YOUR INSTRUCTIONS:
Please copy the lines below word for word.

SUPPLIED RECORDS:
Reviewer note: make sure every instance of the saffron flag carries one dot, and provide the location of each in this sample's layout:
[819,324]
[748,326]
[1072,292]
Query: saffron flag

RESPONSE:
Reviewer note: make sure every instance of the saffron flag carries one dot, and provide the location of each in this sample's layout:
[819,324]
[748,326]
[1072,292]
Query: saffron flag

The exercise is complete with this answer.